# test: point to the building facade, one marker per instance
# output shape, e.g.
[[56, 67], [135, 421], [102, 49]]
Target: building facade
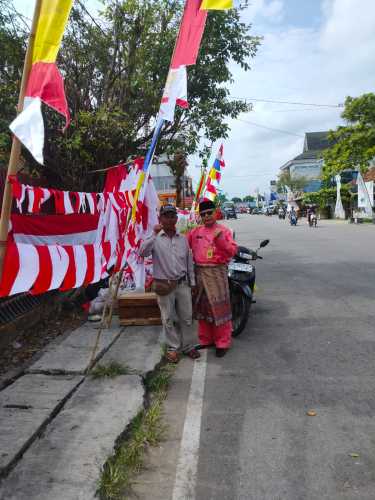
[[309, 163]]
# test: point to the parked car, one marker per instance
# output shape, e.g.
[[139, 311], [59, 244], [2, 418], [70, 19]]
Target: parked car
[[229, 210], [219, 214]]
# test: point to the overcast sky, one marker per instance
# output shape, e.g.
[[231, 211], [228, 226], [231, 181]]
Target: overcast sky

------------------------------------------------

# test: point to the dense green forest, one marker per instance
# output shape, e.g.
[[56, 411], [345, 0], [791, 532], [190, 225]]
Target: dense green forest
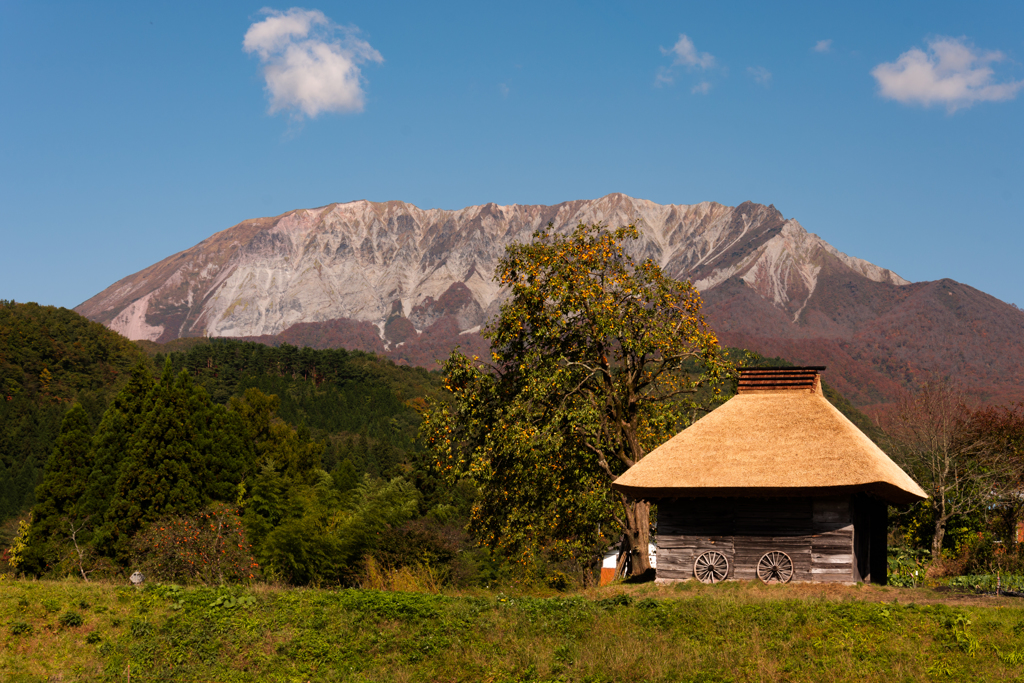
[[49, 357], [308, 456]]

------------------------------------------------

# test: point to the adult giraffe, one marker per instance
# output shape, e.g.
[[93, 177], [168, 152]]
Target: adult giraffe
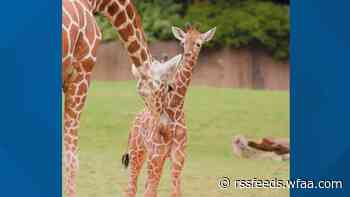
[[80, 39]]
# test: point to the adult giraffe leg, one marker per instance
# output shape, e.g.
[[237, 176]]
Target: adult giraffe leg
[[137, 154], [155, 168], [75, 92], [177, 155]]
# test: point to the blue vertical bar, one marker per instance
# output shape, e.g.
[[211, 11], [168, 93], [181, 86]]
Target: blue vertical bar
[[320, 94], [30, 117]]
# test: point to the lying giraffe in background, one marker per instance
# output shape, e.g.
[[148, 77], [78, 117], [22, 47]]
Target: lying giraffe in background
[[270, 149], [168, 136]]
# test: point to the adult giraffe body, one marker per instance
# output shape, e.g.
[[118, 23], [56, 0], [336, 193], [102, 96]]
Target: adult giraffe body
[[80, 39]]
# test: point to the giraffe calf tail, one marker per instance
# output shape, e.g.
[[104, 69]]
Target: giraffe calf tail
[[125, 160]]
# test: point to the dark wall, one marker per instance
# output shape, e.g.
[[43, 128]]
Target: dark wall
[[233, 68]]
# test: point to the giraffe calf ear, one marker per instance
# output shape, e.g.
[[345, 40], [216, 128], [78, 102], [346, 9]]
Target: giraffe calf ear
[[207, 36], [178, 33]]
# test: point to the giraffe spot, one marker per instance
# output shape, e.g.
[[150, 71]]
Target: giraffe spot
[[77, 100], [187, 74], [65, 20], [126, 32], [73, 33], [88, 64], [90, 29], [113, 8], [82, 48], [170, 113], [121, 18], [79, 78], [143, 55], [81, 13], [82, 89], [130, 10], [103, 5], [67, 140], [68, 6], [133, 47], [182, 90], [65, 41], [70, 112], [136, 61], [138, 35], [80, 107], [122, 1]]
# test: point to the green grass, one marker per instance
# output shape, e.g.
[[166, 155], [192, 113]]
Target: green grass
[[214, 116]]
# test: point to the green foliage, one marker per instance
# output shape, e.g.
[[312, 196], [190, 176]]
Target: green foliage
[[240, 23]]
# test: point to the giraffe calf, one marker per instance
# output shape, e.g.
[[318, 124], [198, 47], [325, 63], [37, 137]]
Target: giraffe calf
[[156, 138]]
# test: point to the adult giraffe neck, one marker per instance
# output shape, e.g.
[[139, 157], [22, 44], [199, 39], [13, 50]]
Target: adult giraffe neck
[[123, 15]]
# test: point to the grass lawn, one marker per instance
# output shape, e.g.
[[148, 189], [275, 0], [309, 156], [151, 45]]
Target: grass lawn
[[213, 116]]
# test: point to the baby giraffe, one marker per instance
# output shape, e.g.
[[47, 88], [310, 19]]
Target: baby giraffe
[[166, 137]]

------------------------------------------------

• Exercise prompt
Can you recast the entries as a JSON list of strings, starting with the line with "# test: point to the dark" and going on through the line with "[[156, 138]]"? Use one string per line, and leave out any blank lines.

• Result of this task
[
  "# test: point to the dark wall, one marker per instance",
  "# output shape, e.g.",
  "[[43, 128]]",
  "Target: dark wall",
  "[[233, 68]]",
  "# test: point to the giraffe calf ear, one marker per instance",
  "# output shape, e.g.",
  "[[345, 40], [216, 128], [78, 102], [346, 9]]",
  "Target: giraffe calf ear",
  "[[207, 36], [178, 33]]",
  "# test: point to the giraffe spot, one marker per instance",
  "# output shape, e.g.",
  "[[150, 71]]",
  "Target: giraffe spot",
  "[[77, 100], [187, 74], [65, 20], [126, 32], [73, 33], [88, 64], [90, 29], [113, 8], [82, 48], [170, 113], [121, 18], [79, 78], [143, 55], [81, 13], [82, 89], [130, 10], [103, 5], [67, 140], [68, 6], [133, 47], [182, 90], [65, 41], [70, 112], [136, 61], [138, 35], [80, 107], [122, 1]]",
  "# test: point to the green grass, one marker per instance",
  "# output shape, e.g.",
  "[[166, 155], [192, 113]]",
  "Target: green grass",
  "[[214, 116]]",
  "# test: point to the green foliage, one marker per instance",
  "# output shape, e.g.",
  "[[312, 196], [190, 176]]",
  "Target: green foliage",
  "[[240, 23]]",
  "# test: point to the giraffe calf, one marker per instance",
  "# output shape, e.g.",
  "[[318, 124], [198, 47], [325, 63], [37, 137]]",
  "Target: giraffe calf",
  "[[156, 138]]"
]